>>>>>

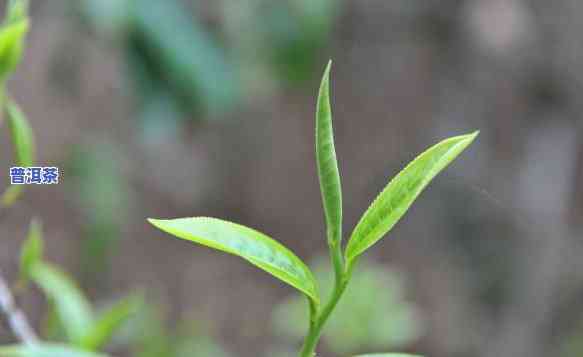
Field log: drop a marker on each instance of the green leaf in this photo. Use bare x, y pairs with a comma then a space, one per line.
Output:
17, 10
45, 350
249, 244
23, 142
327, 163
388, 355
71, 305
109, 322
32, 250
21, 133
392, 203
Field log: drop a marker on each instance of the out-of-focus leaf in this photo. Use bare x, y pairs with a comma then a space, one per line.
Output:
21, 133
109, 322
45, 350
374, 313
32, 250
100, 192
12, 34
394, 201
23, 142
71, 305
184, 55
108, 17
249, 244
327, 163
17, 10
388, 355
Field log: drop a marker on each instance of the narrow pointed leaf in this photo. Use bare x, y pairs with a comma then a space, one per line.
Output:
392, 203
32, 251
327, 163
45, 350
109, 322
249, 244
21, 133
71, 305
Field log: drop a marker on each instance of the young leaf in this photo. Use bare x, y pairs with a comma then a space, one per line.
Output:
249, 244
327, 163
32, 250
23, 142
45, 350
112, 319
392, 203
72, 307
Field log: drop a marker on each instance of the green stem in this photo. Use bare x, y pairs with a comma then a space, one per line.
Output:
318, 319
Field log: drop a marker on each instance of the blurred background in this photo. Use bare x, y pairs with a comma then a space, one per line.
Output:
182, 107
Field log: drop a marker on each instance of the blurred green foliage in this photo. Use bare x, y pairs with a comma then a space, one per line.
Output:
72, 319
101, 192
183, 65
374, 313
150, 335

<<<<<

_What you will do_
Please rewrite the records from the line with "the blurred background" through the end of the records, requests included, multiplying every x, y coordinate in the answers by 1.4 and rounding each to a whole number, with halves rounded up. Leave every other line unchanged.

_Output_
Field log: drop a marker on each instance of the blurred background in this photo. Use bare x, y pairs with a comma then a space, one per line.
Output:
255, 150
Field log: drop a marker on each instance of the blurred green foliage in this photo. Use bare x, y pairs with a comma then a space, one per line.
Output:
101, 447
141, 269
256, 91
524, 438
210, 469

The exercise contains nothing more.